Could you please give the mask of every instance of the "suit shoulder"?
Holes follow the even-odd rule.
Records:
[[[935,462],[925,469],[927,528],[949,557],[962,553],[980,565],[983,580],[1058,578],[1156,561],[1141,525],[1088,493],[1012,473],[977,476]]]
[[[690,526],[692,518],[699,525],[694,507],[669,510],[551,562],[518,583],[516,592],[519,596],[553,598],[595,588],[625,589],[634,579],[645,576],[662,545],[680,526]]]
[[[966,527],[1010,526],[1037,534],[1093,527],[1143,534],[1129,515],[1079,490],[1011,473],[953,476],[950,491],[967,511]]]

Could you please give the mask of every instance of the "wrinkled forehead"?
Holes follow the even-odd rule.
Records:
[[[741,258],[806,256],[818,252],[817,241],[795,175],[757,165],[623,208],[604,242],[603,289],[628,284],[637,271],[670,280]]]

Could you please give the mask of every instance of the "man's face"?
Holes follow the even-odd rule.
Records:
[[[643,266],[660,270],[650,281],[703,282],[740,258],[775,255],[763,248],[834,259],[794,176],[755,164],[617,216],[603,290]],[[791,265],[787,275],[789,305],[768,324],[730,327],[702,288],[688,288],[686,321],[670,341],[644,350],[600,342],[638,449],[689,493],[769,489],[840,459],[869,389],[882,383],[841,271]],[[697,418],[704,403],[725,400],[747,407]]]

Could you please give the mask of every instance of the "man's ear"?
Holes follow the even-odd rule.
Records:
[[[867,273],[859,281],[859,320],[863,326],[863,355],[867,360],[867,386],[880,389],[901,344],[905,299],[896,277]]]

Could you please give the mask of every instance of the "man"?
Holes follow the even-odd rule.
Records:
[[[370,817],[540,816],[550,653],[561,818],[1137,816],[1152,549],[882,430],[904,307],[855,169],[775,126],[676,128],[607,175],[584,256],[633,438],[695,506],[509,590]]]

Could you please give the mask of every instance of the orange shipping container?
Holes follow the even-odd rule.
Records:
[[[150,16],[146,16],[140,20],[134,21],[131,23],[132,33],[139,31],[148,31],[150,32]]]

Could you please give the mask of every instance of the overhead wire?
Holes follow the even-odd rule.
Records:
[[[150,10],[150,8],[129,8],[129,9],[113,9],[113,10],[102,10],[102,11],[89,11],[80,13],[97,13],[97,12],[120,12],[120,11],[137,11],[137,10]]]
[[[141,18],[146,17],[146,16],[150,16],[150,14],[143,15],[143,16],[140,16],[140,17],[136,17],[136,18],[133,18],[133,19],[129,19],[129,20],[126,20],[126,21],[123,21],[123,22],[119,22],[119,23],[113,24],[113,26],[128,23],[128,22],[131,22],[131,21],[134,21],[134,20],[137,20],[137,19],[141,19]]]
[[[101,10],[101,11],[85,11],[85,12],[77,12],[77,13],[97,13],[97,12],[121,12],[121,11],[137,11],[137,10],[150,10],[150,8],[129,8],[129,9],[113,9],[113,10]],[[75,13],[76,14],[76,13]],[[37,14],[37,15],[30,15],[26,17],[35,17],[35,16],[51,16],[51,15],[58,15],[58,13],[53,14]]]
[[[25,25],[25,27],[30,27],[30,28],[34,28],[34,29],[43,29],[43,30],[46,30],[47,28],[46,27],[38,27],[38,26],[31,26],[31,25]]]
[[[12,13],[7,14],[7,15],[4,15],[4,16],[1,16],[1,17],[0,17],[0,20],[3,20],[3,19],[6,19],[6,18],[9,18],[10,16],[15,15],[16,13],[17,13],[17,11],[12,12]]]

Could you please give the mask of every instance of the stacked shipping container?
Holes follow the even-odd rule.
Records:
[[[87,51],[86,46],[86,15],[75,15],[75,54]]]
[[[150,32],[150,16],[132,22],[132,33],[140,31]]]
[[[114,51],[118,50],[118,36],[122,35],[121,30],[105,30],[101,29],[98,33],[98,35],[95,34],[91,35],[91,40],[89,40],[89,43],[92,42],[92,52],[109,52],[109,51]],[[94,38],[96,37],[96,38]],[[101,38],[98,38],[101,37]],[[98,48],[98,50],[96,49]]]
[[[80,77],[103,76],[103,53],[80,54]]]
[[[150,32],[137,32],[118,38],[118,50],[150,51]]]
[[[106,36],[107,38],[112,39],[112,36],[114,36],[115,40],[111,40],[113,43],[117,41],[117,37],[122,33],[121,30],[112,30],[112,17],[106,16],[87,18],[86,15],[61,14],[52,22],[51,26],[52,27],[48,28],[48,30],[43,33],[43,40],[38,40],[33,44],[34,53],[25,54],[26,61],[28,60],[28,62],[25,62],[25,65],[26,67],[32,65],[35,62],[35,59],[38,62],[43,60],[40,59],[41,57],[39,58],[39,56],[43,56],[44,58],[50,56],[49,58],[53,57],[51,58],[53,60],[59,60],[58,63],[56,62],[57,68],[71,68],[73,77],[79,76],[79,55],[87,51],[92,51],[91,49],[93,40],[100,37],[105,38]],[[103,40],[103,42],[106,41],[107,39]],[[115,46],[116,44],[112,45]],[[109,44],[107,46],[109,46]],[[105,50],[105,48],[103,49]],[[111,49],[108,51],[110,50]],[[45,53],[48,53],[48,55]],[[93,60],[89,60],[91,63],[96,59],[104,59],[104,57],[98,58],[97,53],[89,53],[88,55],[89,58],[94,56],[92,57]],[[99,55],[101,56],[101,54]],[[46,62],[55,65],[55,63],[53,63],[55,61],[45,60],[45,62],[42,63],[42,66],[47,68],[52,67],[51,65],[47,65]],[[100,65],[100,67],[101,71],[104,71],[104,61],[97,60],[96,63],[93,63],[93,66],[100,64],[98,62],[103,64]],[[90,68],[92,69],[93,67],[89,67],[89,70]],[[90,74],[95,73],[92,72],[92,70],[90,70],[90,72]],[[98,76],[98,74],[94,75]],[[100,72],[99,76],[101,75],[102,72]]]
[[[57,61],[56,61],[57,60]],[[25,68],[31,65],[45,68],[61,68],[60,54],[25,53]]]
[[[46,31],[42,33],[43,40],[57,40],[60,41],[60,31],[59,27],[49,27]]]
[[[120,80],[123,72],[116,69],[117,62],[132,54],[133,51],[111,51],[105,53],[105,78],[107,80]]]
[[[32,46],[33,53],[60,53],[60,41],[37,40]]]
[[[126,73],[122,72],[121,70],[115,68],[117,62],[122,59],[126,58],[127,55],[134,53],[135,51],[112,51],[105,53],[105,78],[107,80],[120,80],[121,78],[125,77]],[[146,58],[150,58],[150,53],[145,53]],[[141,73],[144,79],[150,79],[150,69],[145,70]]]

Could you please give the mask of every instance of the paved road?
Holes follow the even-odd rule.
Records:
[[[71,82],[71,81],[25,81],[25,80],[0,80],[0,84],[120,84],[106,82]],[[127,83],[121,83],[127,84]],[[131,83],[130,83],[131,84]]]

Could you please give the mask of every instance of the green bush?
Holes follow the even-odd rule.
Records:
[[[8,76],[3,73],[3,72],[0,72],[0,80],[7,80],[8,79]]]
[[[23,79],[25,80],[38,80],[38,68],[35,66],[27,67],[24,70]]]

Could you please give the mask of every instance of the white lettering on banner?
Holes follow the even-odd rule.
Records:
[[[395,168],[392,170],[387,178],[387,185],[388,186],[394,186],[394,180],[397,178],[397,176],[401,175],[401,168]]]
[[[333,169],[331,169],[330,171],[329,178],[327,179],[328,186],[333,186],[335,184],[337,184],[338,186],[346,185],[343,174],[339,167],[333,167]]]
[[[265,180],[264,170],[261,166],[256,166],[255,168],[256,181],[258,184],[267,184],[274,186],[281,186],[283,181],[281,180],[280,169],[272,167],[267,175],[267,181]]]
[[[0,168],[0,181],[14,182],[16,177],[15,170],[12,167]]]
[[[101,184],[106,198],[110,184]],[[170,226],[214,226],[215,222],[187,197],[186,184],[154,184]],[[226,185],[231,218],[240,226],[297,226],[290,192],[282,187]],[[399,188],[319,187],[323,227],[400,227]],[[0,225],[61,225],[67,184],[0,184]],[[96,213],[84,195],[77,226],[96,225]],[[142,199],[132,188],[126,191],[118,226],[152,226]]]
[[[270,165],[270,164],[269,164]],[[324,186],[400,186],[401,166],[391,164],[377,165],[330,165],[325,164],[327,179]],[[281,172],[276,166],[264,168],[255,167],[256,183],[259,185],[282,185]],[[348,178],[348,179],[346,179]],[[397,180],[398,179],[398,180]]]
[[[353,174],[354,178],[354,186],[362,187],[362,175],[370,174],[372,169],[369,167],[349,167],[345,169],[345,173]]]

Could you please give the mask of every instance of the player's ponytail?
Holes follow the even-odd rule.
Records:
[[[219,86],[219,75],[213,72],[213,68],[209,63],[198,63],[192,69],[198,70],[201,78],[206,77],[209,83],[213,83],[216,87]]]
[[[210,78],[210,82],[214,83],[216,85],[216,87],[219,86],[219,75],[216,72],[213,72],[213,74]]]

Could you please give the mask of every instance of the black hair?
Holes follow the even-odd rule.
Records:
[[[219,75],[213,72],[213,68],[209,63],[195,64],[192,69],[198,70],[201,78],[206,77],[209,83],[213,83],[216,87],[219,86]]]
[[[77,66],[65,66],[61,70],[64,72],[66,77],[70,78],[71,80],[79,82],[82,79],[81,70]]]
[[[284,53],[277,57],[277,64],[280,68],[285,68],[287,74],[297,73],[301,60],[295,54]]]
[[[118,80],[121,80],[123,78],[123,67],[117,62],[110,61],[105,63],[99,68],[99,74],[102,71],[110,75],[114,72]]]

**Task brief**
Copy, from the data above, every line where the word "container" appears.

**Solution to this problem**
Could you please give the mask of every instance of the orange shipping container?
Could you please give the mask of every instance of the stacked shipping container?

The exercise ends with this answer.